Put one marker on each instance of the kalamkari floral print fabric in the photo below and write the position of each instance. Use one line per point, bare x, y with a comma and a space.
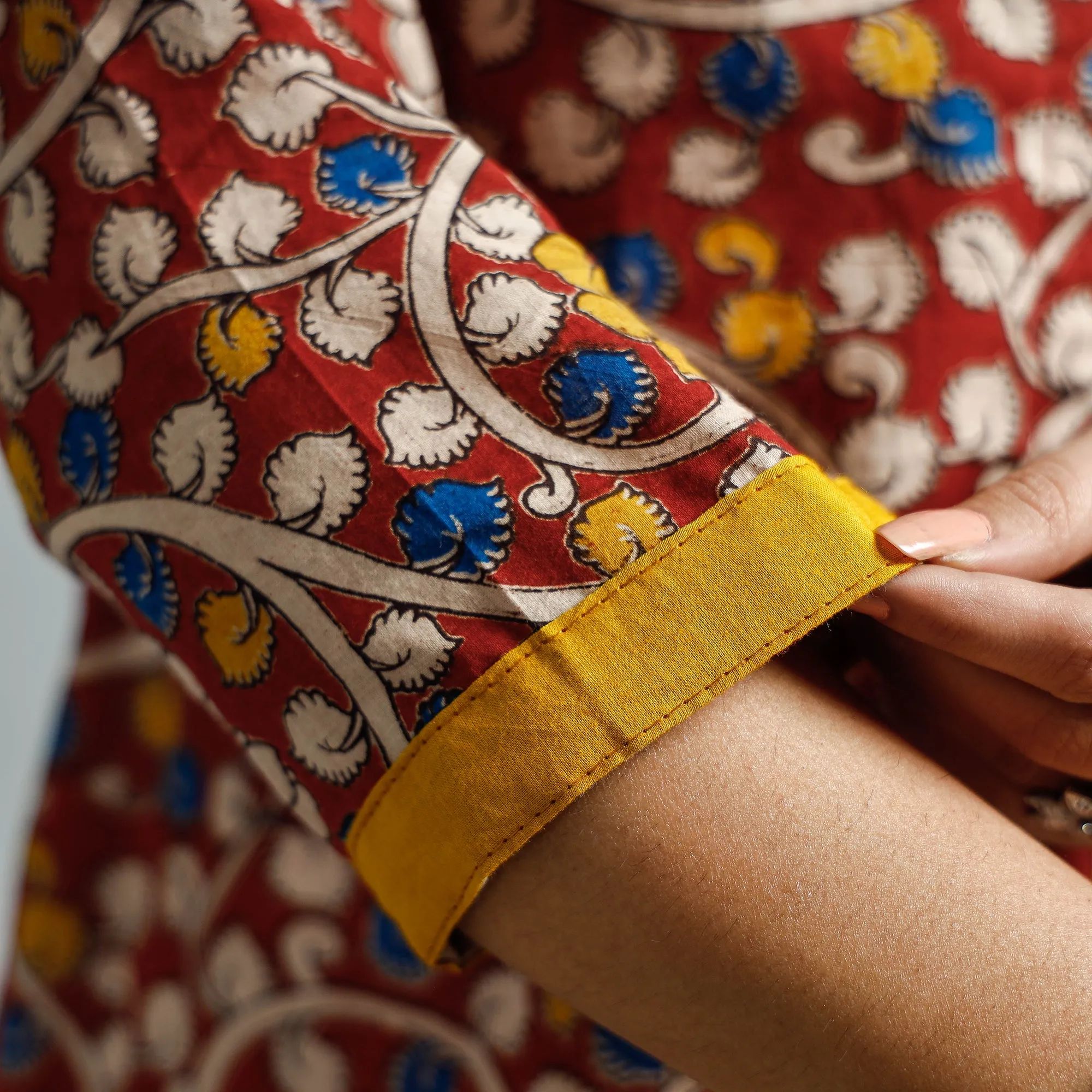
882, 208
181, 930
313, 388
301, 376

━━━━━━━━━━

Task item -> Return every entry above exactly. Pictures stay out.

Answer to this problem ->
Put one marker on each instance of the kalamkari floral print fabric in the photo below and write the position of each instance. Use one line per point, bare x, y with a comma and a space.
882, 208
181, 930
313, 388
301, 376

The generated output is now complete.